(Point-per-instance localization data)
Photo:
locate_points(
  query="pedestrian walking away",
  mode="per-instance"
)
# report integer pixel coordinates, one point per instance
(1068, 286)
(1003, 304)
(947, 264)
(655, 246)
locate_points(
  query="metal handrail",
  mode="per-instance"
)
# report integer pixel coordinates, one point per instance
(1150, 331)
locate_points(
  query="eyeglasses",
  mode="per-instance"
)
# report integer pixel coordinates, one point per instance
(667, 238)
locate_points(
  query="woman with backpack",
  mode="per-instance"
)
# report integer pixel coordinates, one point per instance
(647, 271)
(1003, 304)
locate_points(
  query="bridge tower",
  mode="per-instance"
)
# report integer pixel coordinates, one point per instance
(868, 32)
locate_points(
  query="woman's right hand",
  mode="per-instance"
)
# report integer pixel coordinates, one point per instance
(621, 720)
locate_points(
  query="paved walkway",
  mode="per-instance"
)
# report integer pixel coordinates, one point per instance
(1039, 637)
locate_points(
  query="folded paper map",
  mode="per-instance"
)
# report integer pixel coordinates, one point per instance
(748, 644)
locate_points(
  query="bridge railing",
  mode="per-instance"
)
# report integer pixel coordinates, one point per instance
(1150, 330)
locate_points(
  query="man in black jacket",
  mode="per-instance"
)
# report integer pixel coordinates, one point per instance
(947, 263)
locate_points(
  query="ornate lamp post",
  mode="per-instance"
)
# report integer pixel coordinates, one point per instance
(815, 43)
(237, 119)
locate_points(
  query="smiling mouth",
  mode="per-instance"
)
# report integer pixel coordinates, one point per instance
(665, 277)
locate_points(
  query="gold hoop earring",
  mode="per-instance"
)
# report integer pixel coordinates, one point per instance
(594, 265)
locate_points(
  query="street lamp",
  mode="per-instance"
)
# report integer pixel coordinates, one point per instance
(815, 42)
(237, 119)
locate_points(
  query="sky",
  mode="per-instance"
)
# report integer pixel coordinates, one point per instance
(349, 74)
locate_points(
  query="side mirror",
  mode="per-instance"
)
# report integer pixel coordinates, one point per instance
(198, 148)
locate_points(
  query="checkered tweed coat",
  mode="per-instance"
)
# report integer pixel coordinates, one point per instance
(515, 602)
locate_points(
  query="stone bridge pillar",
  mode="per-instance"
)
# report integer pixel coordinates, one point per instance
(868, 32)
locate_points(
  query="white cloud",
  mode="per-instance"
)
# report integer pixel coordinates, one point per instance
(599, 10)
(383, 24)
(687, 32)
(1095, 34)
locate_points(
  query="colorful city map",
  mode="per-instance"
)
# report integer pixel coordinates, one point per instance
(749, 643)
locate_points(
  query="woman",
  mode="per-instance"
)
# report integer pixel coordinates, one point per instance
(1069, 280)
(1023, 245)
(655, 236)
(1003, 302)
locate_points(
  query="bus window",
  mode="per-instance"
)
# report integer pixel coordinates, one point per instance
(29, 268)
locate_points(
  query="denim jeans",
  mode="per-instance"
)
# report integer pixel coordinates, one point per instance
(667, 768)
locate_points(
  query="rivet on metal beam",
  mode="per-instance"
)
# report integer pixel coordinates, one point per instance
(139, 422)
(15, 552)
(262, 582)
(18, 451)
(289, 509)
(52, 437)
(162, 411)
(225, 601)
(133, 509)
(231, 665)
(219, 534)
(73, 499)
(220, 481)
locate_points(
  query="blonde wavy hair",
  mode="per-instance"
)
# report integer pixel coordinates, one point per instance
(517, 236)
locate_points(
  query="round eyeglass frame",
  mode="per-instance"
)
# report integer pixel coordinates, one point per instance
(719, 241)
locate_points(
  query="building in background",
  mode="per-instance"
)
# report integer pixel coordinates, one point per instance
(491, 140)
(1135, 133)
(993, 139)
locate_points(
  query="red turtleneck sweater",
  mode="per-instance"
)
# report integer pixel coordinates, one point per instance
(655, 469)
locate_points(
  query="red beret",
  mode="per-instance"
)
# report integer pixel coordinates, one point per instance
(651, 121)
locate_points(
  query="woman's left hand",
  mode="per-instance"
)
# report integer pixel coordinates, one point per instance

**WORK TASK**
Every line from the data above that contains "lamp" must appear in the answer.

**RESULT OF THIS EXERCISE**
  query="ornate lamp post",
  query="street lamp",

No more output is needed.